**TASK REQUIREMENTS**:
Please update the listing below by replacing every "yard" with "garden" and keeping everything else the same. Leave the pictures out of your version.

(Entries taken from a collection)
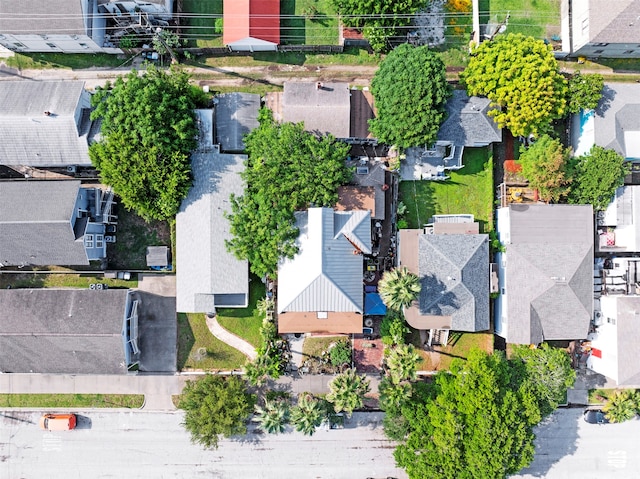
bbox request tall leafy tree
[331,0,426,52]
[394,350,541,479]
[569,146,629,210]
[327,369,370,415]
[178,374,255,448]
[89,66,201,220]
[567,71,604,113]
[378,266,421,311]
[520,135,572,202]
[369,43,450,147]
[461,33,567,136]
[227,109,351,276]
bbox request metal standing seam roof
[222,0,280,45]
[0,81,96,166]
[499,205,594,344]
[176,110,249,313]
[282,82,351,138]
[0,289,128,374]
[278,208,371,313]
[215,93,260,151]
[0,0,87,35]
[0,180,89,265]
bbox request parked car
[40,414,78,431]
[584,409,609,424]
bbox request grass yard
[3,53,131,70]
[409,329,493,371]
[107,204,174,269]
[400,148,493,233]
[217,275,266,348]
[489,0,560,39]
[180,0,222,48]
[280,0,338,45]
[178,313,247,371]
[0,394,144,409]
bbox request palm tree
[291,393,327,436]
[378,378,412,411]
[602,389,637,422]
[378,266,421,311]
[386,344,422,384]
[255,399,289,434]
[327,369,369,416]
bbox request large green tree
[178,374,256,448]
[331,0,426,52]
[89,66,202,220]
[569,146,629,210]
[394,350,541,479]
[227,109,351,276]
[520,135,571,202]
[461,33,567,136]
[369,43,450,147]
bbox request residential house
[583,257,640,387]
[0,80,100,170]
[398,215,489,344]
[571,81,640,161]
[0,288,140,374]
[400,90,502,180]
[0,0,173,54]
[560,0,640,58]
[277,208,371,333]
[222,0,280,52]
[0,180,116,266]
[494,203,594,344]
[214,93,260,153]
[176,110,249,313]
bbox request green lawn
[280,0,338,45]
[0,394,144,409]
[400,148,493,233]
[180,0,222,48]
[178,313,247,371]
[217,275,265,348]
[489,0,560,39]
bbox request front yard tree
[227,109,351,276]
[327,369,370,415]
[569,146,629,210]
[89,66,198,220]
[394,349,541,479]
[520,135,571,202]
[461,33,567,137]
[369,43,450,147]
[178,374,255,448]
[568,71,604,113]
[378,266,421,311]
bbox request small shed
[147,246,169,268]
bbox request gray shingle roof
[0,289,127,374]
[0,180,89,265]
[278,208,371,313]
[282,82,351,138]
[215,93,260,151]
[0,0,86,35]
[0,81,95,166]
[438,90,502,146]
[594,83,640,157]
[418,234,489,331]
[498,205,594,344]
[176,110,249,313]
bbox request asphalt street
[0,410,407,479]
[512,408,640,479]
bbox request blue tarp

**THE OUTPUT**:
bbox request tall leafy tree
[331,0,426,52]
[394,350,541,479]
[569,146,629,210]
[327,369,370,415]
[178,374,255,448]
[89,66,201,220]
[567,71,604,113]
[378,266,421,311]
[520,135,572,202]
[369,43,450,147]
[461,33,567,136]
[227,109,351,276]
bbox request metal standing seam roof
[222,0,280,45]
[0,81,96,166]
[499,205,594,344]
[176,110,249,313]
[282,82,351,138]
[0,289,128,374]
[278,208,371,313]
[215,93,260,151]
[0,0,87,35]
[0,180,89,265]
bbox request parked car
[40,414,78,431]
[584,409,609,424]
bbox request grass garden
[3,53,131,70]
[409,329,493,371]
[107,204,174,269]
[400,148,493,233]
[217,275,266,348]
[489,0,560,39]
[180,0,222,48]
[280,0,338,45]
[178,313,247,371]
[0,394,144,409]
bbox request palm tree
[291,393,327,436]
[378,378,412,411]
[602,389,637,422]
[378,266,421,311]
[386,344,422,384]
[255,399,289,434]
[327,369,369,416]
bbox request large green tree
[178,374,256,448]
[331,0,426,52]
[89,66,202,220]
[569,146,629,210]
[394,350,541,479]
[227,109,351,276]
[520,135,571,202]
[461,33,567,136]
[369,43,450,147]
bbox request residential house
[583,257,640,387]
[0,80,100,170]
[398,215,489,344]
[571,81,640,161]
[0,288,140,374]
[400,90,502,180]
[0,0,173,54]
[560,0,640,58]
[277,208,371,333]
[222,0,280,52]
[0,180,116,266]
[494,203,594,344]
[214,93,260,153]
[176,110,249,313]
bbox request green lawn
[280,0,338,45]
[0,394,144,409]
[400,148,493,233]
[180,0,222,48]
[178,313,247,371]
[217,275,265,348]
[489,0,560,39]
bbox request front garden tree
[227,109,351,276]
[327,369,370,415]
[569,146,629,210]
[89,66,198,220]
[394,349,541,479]
[520,135,571,202]
[461,33,567,137]
[369,43,450,147]
[178,374,255,448]
[568,71,604,113]
[378,266,421,311]
bbox request small shed
[147,246,169,268]
bbox request gray shingle roof
[0,289,127,374]
[0,180,89,265]
[278,208,371,313]
[282,82,351,138]
[215,93,260,151]
[0,0,86,35]
[0,81,95,166]
[438,90,502,146]
[594,83,640,157]
[418,234,489,331]
[498,205,594,344]
[176,110,249,313]
bbox request asphalt street
[0,410,407,479]
[512,408,640,479]
bbox request blue tarp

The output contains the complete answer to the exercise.